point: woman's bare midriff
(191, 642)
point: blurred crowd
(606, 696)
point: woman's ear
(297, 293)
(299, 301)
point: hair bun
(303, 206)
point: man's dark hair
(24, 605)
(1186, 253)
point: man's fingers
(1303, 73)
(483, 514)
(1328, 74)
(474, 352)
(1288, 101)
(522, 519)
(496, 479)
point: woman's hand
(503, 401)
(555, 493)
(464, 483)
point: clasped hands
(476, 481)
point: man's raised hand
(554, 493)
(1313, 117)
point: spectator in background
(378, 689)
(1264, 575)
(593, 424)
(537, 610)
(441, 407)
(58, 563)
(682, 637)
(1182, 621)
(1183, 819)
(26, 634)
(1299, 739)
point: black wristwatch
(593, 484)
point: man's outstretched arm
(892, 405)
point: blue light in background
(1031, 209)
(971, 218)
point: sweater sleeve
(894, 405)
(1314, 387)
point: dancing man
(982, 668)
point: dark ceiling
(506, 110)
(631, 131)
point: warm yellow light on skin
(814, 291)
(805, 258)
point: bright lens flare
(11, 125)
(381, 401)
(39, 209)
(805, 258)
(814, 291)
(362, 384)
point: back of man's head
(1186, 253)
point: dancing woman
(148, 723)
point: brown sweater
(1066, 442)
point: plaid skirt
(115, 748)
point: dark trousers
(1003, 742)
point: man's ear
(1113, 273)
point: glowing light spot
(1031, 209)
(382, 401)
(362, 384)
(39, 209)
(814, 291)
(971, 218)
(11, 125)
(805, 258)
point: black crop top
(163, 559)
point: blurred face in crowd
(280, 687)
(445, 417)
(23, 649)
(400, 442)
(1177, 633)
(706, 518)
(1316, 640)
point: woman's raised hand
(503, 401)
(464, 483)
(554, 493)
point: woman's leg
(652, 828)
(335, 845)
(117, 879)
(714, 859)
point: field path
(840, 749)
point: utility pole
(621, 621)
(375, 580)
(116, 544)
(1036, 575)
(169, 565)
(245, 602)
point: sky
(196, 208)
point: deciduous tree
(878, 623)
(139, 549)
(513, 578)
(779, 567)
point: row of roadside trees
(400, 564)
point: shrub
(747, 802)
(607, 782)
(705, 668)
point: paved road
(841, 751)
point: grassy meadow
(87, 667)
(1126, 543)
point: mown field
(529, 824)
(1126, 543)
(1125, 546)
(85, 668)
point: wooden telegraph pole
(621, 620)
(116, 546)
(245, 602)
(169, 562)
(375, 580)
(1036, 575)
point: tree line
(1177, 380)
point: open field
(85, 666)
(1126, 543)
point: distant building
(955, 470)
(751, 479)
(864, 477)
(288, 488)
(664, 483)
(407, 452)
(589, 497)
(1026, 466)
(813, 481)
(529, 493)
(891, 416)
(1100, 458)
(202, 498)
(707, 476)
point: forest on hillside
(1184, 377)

★ ★ ★ ★

• Exercise task
Rescale the records from the line containing "point: clasped hands" through the end of the records, both ends included. Reproduce every line in that span, multiplying each coordinate by 0.95 and rounding to the nearest whole number (halves up), keeping all other lines unchanged, and give only those lines.

• Complete output
point: clasped hands
(452, 457)
point: man's raised hand
(526, 468)
(1247, 111)
point: spectator in background
(359, 655)
(1201, 546)
(563, 403)
(510, 580)
(419, 387)
(55, 535)
(648, 605)
(1123, 590)
(1124, 778)
(25, 602)
(1234, 702)
point: black wristwatch
(563, 460)
point: man's outstretched arm
(847, 385)
point: blue light in background
(979, 199)
(922, 207)
point: sweater sleeve
(849, 385)
(1248, 368)
point: dancing man
(933, 635)
point: dark ceiling
(481, 105)
(599, 124)
point: warm yellow light on skin
(773, 276)
(765, 245)
point: bright lens flare
(10, 119)
(362, 381)
(37, 199)
(765, 245)
(773, 276)
(344, 365)
point: back of man's head
(1127, 240)
point: dancing woman
(141, 687)
point: brown sweater
(1013, 420)
point: plaid skirt
(109, 711)
point: dark trousers
(953, 705)
point: man's ear
(1057, 259)
point: glowing light spot
(979, 199)
(363, 381)
(344, 365)
(37, 199)
(773, 276)
(922, 207)
(10, 119)
(765, 245)
point: black crop top
(155, 531)
point: blurred face in crowd
(266, 653)
(423, 396)
(22, 617)
(380, 420)
(1118, 601)
(671, 492)
(1250, 608)
point: woman's raised hand
(478, 381)
(441, 459)
(526, 468)
point: woman's leg
(619, 787)
(318, 803)
(111, 835)
(678, 816)
point: field path
(798, 712)
point: utility pole
(590, 590)
(356, 551)
(110, 517)
(984, 546)
(161, 537)
(233, 572)
point: sky
(186, 198)
point: deciduous tree
(834, 592)
(132, 522)
(487, 549)
(740, 539)
point: row of roadside trees
(380, 536)
point: shrub
(710, 762)
(577, 743)
(670, 635)
point: paved road
(799, 713)
point: grassy meadow
(83, 634)
(1070, 516)
point: mown field
(503, 783)
(1070, 516)
(1069, 519)
(81, 635)
point: wooden telegraph pole
(590, 589)
(110, 519)
(233, 572)
(161, 534)
(356, 551)
(984, 546)
point: tree line
(1118, 361)
point: open field
(81, 633)
(1070, 516)
point: distant building
(907, 447)
(713, 455)
(821, 453)
(274, 464)
(631, 459)
(387, 429)
(560, 472)
(975, 443)
(772, 457)
(503, 468)
(846, 395)
(1045, 435)
(192, 473)
(672, 452)
point: forest on hillside
(1125, 358)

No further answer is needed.